> **Instructions to follow**
Reproduce the listing from the line containing "outline painted eyebrow, every instance" through the end of the listing, with "example" changed to "sample" and nothing else altered.

> **Material provided**

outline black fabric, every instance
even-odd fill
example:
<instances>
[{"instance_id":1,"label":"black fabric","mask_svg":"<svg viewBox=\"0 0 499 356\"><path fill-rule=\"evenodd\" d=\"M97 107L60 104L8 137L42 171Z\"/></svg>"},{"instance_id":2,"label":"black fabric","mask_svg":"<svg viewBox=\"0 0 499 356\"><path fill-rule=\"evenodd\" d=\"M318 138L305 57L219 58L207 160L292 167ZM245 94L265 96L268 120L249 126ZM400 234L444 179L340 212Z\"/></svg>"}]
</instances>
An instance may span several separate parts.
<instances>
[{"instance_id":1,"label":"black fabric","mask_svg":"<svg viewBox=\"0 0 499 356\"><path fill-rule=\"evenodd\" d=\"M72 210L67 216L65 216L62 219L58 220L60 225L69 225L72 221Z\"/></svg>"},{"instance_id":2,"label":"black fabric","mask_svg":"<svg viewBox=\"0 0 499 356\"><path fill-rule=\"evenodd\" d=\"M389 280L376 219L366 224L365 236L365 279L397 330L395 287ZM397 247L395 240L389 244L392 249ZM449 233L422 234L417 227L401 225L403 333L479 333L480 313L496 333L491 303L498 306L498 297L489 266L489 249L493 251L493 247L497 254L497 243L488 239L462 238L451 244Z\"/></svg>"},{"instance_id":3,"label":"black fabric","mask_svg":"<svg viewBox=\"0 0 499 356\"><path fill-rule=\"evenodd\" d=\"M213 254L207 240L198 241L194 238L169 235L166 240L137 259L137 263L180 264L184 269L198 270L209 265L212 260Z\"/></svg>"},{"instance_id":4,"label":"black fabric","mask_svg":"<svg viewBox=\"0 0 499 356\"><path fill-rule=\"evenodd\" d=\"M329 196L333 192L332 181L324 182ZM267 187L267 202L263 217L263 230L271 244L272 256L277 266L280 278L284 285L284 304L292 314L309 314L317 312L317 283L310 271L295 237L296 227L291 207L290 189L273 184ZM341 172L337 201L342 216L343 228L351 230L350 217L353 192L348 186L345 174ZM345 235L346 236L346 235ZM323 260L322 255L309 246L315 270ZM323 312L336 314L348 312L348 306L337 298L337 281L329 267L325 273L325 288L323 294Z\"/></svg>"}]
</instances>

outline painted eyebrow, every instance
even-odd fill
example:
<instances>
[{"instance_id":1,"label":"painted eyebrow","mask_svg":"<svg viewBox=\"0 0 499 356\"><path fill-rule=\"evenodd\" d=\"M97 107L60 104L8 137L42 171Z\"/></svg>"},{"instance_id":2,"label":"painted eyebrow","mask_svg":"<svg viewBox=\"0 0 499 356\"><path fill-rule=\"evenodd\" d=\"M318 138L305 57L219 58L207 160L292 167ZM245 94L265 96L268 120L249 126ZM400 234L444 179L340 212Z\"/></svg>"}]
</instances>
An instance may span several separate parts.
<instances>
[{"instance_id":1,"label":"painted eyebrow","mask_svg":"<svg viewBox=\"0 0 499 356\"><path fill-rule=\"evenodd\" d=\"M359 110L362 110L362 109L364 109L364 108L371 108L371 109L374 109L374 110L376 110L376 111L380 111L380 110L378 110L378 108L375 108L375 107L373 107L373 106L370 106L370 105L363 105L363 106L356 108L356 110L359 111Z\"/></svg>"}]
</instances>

> **The completed task**
outline painted eyebrow, every instance
even-odd fill
sample:
<instances>
[{"instance_id":1,"label":"painted eyebrow","mask_svg":"<svg viewBox=\"0 0 499 356\"><path fill-rule=\"evenodd\" d=\"M97 107L60 104L8 137L42 171Z\"/></svg>"},{"instance_id":2,"label":"painted eyebrow","mask_svg":"<svg viewBox=\"0 0 499 356\"><path fill-rule=\"evenodd\" d=\"M318 138L305 57L219 58L207 160L292 167ZM245 94L265 96L268 120L249 126ZM400 234L444 179L340 212Z\"/></svg>"}]
</instances>
An instance may span several separate parts.
<instances>
[{"instance_id":1,"label":"painted eyebrow","mask_svg":"<svg viewBox=\"0 0 499 356\"><path fill-rule=\"evenodd\" d=\"M359 110L362 110L362 109L364 109L364 108L371 108L371 109L374 109L374 110L376 110L376 111L380 111L380 110L378 110L378 108L375 108L375 107L373 107L373 106L370 106L370 105L363 105L363 106L356 108L356 110L359 111Z\"/></svg>"}]
</instances>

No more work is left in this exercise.